▶ **GIVEN RECORDS**

-- Opening Marker --

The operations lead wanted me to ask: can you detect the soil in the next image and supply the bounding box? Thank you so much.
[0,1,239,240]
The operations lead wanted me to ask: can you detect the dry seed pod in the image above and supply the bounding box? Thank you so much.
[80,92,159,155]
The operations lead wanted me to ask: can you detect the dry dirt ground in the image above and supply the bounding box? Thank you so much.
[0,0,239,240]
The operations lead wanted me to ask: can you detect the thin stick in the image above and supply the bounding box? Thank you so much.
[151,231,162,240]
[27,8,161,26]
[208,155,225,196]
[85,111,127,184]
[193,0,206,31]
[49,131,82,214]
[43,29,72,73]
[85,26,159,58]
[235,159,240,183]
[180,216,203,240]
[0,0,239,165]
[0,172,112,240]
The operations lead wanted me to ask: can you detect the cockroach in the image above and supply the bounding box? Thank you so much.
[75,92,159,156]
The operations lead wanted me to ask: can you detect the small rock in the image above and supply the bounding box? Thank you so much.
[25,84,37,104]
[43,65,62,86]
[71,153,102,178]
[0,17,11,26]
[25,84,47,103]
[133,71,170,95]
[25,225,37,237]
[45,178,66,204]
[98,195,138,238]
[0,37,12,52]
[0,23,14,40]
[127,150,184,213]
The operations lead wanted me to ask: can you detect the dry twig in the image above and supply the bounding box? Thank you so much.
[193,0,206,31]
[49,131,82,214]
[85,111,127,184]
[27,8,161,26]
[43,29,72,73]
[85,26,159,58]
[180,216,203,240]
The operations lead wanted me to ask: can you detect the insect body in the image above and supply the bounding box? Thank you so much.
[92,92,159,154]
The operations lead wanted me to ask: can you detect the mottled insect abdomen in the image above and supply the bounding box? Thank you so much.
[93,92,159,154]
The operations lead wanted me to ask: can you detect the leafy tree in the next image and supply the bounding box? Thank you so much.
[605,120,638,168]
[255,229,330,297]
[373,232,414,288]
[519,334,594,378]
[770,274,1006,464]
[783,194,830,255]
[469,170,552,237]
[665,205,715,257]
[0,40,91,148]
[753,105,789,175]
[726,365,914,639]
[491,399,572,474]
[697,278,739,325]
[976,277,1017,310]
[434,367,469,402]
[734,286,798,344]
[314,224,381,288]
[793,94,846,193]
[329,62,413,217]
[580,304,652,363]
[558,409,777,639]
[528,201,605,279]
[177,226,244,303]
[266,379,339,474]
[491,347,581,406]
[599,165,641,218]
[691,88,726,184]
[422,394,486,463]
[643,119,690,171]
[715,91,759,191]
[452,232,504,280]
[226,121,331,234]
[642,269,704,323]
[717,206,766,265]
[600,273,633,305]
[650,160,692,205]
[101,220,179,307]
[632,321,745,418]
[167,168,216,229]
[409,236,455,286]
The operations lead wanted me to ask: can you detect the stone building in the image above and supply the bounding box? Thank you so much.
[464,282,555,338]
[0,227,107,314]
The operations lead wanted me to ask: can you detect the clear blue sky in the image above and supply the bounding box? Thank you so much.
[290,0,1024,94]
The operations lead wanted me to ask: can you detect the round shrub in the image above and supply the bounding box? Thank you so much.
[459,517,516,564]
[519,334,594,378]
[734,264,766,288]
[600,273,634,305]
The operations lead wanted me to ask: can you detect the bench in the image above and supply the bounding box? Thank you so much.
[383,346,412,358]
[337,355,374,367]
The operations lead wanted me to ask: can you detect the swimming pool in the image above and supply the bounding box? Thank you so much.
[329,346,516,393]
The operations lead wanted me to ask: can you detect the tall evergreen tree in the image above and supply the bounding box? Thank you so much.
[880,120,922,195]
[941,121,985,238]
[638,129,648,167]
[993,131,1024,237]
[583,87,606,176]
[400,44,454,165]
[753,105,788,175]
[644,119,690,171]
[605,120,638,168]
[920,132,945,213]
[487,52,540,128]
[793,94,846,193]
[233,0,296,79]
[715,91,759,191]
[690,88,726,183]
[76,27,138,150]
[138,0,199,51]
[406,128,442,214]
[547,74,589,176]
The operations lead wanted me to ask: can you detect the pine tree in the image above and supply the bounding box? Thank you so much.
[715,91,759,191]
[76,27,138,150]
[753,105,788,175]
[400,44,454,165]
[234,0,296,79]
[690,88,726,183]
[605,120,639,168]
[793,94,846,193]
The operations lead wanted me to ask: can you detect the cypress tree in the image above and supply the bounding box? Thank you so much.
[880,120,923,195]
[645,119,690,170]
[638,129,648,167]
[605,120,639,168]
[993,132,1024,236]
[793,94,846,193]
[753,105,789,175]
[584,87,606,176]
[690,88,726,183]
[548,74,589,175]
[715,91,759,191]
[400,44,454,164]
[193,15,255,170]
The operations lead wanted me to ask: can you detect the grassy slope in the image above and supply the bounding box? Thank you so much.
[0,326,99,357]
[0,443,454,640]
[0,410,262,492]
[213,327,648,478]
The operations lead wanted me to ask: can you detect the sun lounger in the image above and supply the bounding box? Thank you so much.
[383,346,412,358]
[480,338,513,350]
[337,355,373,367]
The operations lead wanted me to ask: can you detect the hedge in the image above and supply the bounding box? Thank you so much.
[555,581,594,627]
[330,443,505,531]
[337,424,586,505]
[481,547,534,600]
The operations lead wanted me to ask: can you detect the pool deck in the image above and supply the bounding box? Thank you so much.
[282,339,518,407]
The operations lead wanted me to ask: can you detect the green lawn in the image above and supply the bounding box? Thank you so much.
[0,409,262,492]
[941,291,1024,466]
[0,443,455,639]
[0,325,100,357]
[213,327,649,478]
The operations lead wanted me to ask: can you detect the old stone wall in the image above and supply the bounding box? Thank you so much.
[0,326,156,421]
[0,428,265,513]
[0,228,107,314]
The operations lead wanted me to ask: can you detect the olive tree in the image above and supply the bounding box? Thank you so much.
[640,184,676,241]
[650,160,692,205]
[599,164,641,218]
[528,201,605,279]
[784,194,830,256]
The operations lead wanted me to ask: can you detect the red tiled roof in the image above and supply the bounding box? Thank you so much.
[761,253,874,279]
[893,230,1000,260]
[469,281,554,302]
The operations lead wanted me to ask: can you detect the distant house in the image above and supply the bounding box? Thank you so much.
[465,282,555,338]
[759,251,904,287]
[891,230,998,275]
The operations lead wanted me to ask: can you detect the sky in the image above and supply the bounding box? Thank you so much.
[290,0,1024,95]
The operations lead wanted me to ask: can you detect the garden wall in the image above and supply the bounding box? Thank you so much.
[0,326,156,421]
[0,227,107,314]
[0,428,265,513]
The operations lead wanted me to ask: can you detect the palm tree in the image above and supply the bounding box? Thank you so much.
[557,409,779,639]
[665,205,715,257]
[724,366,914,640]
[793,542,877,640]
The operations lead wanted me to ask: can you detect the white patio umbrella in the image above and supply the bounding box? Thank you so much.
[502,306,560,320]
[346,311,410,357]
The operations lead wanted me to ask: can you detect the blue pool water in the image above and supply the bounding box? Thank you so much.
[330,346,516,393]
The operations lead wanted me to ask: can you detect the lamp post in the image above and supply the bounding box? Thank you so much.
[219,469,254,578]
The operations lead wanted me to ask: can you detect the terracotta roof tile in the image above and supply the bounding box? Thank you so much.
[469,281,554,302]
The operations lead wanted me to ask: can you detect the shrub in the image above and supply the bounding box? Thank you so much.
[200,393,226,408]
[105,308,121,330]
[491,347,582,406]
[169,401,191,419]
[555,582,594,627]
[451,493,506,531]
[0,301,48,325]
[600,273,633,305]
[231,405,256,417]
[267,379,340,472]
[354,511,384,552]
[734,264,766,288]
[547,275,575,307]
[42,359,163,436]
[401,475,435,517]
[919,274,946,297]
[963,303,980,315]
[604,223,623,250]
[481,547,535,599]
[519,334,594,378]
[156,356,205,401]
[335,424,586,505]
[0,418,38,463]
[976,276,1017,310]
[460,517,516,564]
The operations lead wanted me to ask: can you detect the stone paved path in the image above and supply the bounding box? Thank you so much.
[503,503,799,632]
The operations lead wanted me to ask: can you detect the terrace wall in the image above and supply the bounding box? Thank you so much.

-- Closing Marker --

▶ **TASK STATEMENT**
From the line that contains "the stone paved" down to the last line above, print each line exactly as it appears.

▶ **TASK RESULT**
The operations lead wanted me to ask: can you detect the stone paved path in the image above and supply the bounding box? Thank you so much.
[503,503,799,632]
The operations lead wanted me to ask: can you detect the terrace wall in the image above and supply the bounding box? Thank you so much.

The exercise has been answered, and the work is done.